• PASSAGE PROVIDED:

┏━━

Cosima: the fun is here, and so is her new video
Watch Philly, premiering exclusively on THE FACE and teeing up the release of the London soul singer’s new seven-track EP. “I wanted to make sure there was some light coming in,” she says, “especially now.”
In spring last year, Cosima had a couple of questions floating around her head. At a time when recording studios were shut for the foreseeable, collaborations were limited to Zoom and the near-future of live performances was, well, non-existent, the singer found herself at a crossroads.
“I was listening through everything I’d been working on [to that point],” recalls the singer from Peckham, southeast London. “I was thinking: what music do I want to release now? What songs do I want to put into the world right now?” In the end she gave herself an ultimatum: wait everything out for God-knows-how-long, or pull her tracks together and turn it into a project.
Thankfully, she chose the latter course. The Fun Is Here? is a soulful, life-affirming seven-track EP that follows last year’s single of the same name (minus the question mark), a stripped-back confessional with lyrics pointing at the sign of the times: “I don’t know what’s right /I don’t know what’s wrong /I just want to have fun”. Yeah, us too.
The accompanying art was an ominous nod to something artificial. It pictured three images of Cosima, clad in a ’60s-style swimming costume, forcefully smiling at the camera with showgirl hands in the air, plastered onto a billboard. This was the first looking-glass into a self-healing EP that’s filled with cues on breaking away, breaking up and coming full circle.
“A main influence for The Fun Is Here? was the idea of escapism,” she says. Influenced by ’50s holiday billboards and shiny ’60s girl group posters, she clarifies that it’s escapism with a plastic-fantastic veneer. “It’s taunting because it isn’t reality. I wanted to capture that weird feeling of looking for happiness elsewhere, or realising that the key to your happiness is in something else.”

┗━━

• DIRECTIONS:
**1.** In the Cosima article, which part of London is the singer from?
**2.** Reproduce the part of the Cosima article starting at "Thankfully, she chose" and ending at "Yeah, us too.".
**3.** Extend the Cosima article past its final sentence with a few more paragraphs in the same style.

• DATASET EXCERPTS:
┏━━

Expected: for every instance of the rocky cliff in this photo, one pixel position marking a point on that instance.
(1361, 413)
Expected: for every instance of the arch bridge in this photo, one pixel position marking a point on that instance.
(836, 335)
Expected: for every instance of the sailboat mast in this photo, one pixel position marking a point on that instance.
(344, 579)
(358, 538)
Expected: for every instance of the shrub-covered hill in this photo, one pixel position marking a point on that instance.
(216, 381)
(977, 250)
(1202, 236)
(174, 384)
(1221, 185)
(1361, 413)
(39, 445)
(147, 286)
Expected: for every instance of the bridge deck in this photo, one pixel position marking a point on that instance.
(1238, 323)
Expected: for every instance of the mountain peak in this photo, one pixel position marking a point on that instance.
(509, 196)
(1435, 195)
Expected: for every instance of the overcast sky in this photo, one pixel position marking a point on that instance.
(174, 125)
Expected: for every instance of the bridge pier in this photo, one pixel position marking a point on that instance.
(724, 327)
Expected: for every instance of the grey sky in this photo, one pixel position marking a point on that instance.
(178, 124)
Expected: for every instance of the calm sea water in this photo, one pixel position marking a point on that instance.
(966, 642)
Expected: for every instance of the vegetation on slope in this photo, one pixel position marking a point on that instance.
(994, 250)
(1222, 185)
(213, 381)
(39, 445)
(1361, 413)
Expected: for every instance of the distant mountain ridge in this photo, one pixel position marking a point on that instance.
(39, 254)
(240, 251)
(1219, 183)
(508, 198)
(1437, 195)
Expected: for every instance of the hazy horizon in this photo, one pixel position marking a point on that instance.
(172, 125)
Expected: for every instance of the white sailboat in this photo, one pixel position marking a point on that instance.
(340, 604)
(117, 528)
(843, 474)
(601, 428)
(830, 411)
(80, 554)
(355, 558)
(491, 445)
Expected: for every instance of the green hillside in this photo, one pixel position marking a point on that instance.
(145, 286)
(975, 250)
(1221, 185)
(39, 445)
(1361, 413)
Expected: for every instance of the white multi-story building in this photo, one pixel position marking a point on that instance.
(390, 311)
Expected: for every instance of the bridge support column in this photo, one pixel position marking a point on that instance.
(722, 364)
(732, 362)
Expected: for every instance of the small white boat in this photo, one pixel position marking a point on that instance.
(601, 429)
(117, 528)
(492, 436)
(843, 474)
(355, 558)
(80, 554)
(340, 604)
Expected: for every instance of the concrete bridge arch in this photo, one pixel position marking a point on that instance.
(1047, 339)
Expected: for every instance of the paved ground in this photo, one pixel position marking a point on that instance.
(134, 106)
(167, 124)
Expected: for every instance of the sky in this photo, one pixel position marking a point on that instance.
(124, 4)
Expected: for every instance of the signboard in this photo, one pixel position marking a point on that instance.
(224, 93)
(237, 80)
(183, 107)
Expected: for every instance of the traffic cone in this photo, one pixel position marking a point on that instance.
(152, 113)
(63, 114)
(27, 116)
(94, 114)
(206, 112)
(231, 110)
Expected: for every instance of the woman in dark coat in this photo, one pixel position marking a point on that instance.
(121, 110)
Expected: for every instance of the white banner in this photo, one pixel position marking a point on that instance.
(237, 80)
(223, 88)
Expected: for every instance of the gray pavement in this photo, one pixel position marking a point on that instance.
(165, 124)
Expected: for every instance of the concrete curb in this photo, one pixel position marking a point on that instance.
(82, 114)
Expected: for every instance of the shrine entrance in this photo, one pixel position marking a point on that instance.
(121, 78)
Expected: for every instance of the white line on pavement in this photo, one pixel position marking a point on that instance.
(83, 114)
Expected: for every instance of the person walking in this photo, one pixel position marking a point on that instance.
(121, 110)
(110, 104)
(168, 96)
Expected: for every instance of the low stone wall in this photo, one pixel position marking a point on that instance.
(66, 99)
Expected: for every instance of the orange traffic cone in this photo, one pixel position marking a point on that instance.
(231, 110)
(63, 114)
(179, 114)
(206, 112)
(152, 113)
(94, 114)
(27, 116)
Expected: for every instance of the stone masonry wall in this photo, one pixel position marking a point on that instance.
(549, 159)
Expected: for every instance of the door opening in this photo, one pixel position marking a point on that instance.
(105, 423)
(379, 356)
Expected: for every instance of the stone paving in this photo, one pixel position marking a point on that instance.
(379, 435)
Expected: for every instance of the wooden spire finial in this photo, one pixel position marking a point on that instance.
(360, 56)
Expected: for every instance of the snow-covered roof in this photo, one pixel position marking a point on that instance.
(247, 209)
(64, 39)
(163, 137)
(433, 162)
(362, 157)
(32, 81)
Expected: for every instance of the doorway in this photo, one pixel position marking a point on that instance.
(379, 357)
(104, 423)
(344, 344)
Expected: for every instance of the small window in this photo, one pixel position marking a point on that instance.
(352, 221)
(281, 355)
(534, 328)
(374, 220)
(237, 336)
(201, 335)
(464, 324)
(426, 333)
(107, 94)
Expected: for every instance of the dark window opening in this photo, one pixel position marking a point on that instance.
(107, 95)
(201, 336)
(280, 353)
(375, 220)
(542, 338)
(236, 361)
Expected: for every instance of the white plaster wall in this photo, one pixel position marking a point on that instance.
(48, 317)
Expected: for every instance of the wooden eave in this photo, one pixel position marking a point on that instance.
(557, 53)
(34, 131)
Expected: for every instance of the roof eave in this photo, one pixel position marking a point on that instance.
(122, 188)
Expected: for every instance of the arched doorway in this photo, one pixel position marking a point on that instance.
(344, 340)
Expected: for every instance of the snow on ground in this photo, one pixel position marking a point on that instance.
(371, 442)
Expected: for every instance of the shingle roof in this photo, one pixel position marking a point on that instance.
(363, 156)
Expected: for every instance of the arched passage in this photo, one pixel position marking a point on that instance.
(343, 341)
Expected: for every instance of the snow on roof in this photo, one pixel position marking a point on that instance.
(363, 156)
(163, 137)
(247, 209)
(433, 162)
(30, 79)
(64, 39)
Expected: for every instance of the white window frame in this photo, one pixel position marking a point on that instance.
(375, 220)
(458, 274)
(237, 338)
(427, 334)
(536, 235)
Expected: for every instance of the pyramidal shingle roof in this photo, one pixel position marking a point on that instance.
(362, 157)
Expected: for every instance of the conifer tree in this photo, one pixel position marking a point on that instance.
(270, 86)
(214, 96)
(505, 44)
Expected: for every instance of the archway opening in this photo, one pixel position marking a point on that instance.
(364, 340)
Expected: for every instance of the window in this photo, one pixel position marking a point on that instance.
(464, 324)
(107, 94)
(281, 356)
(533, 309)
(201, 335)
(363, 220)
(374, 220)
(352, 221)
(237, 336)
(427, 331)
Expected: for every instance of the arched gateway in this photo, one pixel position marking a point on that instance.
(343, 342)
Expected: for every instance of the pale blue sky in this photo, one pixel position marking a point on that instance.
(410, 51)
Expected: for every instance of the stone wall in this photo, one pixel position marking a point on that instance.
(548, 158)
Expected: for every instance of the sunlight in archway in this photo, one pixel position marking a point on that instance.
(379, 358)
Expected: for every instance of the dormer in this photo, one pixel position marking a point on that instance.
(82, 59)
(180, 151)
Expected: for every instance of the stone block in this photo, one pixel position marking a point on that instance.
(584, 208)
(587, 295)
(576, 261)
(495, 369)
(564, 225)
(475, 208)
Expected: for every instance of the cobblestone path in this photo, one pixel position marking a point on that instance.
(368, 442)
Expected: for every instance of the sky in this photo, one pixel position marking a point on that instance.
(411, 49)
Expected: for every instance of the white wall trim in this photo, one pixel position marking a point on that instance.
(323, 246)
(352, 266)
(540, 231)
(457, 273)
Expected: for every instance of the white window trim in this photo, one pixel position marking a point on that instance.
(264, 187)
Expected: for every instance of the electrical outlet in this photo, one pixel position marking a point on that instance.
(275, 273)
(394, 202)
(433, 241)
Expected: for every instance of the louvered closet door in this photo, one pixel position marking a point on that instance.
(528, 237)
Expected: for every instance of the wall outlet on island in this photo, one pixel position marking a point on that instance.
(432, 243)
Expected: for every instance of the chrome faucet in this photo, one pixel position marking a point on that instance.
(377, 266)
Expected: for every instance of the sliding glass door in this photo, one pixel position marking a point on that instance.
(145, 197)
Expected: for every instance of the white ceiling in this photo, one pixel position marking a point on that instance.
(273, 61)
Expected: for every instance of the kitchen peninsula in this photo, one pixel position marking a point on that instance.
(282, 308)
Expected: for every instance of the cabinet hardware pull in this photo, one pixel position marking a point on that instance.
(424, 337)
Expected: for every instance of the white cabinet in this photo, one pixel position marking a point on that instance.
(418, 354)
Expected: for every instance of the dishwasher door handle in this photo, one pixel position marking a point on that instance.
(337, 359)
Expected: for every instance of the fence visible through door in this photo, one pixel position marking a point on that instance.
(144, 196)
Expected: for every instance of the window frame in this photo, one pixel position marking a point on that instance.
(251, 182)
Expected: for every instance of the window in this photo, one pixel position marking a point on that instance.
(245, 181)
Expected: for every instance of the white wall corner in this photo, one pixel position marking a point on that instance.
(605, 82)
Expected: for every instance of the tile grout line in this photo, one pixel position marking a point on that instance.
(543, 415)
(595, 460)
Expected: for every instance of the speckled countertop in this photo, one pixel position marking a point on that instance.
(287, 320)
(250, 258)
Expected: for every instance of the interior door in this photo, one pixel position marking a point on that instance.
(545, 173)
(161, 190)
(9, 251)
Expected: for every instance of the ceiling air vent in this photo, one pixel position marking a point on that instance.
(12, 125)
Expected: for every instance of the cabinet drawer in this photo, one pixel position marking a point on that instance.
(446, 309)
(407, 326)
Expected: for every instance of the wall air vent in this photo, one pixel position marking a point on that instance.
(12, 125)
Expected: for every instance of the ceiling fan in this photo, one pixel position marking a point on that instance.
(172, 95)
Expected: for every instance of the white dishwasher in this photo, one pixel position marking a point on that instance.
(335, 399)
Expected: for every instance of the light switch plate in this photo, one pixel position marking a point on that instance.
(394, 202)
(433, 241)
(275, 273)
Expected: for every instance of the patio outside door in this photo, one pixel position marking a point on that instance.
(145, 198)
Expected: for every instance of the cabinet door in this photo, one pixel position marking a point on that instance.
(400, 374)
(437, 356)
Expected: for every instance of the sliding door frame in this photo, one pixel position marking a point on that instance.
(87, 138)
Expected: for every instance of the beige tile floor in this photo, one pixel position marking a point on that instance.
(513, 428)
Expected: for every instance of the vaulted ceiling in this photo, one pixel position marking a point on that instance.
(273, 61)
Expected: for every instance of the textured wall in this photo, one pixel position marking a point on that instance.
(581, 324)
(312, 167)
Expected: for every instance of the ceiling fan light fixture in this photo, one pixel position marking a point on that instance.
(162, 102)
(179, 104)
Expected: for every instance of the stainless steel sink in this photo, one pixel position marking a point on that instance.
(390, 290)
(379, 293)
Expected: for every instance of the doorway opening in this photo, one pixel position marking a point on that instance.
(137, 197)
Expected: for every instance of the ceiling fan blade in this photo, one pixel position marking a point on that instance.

┗━━

• ANSWER LIST:
**1.** Peckham, in southeast London.

**2.**
Thankfully, she chose the latter course. The Fun Is Here? is a soulful, life-affirming seven-track EP that follows last year’s single of the same name (minus the question mark), a stripped-back confessional with lyrics pointing at the sign of the times: “I don’t know what’s right /I don’t know what’s wrong /I just want to have fun”. Yeah, us too.

**3.**
Many of the tracks deal with feelings of unease. Not just about lockdown entrapment, but about life’s rocky events, too: breakdowns, break-ups, the need to accept it all. Stand-out track Philly opens with the lines: “Crying while we’re breaking up /But only ’cause it’s what I’m supposed to do /When someone says it’s done now”.
In these matters of the heart, the songwriter has form. From her 2016 release Girls Who Get Ready to last summer’s God Colony-composed ballad New Years Eve which details the frosty end of a relationship in the back of a taxi, Cosima has never been afraid of using her art to tackle her innermost demons. But now, with a year’s worth of solitude and thinking time under her belt, she’s at her most defiant.
“Sometimes you just never deal with what’s in front of you. I can be like that,” she admits. “A lot of the songs are about me coming to terms with that – a sadness that I’ve been carrying around with me from things I wasn’t brave enough to resolve… yet.”
“Yet” being the all-important signifier of her next chapter. But Cosima isn’t just holding out a hand for twentysomethings in romantic turmoil. Backseat Driver is about feeling stuck in a loop of fear and anxiety. “Especially for our generation, there can be a fear of making important decisions. Sometimes you’re so scared of making the wrong decision, you just freeze.”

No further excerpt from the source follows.